*** Begin section ***

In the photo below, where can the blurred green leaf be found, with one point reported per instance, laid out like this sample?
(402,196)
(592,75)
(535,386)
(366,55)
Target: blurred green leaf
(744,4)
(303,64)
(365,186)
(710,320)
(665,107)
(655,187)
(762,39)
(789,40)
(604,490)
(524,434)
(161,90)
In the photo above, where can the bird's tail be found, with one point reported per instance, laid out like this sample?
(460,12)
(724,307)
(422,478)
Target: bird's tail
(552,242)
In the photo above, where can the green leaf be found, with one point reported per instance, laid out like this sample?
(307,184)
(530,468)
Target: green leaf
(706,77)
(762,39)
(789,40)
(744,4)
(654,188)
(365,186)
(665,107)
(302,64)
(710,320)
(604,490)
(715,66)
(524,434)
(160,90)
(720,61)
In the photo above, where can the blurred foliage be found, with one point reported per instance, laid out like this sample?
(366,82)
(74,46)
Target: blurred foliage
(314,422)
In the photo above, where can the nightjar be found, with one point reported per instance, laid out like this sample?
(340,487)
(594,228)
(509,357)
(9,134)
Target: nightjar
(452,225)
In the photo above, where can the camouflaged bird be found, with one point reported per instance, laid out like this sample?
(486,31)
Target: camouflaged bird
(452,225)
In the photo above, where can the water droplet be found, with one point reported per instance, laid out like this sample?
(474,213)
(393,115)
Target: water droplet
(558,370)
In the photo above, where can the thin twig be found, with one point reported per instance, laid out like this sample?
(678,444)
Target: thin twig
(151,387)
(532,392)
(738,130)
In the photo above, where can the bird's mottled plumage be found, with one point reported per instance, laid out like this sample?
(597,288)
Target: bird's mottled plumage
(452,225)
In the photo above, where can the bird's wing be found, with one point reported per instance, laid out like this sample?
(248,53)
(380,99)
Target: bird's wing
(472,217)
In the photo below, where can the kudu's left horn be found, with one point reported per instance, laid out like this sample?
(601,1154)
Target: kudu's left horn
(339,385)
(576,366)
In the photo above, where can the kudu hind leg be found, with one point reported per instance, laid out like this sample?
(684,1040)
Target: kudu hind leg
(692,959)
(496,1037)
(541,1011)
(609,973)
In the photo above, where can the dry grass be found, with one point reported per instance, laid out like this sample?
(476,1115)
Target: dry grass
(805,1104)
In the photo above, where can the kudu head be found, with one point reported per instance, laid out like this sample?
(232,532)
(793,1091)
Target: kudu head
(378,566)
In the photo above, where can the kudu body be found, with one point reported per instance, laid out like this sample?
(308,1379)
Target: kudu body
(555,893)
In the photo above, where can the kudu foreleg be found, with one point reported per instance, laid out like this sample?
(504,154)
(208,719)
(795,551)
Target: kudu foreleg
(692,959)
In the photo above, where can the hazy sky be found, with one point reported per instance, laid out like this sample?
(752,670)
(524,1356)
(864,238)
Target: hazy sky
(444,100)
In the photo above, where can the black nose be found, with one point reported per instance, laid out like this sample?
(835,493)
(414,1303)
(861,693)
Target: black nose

*** End section ***

» Exercise aim: Go through the entries above, and wherever a line holds the word "below", copy that line.

» The completed task:
In the photo below, where can the blurred green leaf be found, with one point reported per instance, laid out like this sample?
In the photo below, where can the kudu's left horn be found, with one point reported per instance, laid out like this sample?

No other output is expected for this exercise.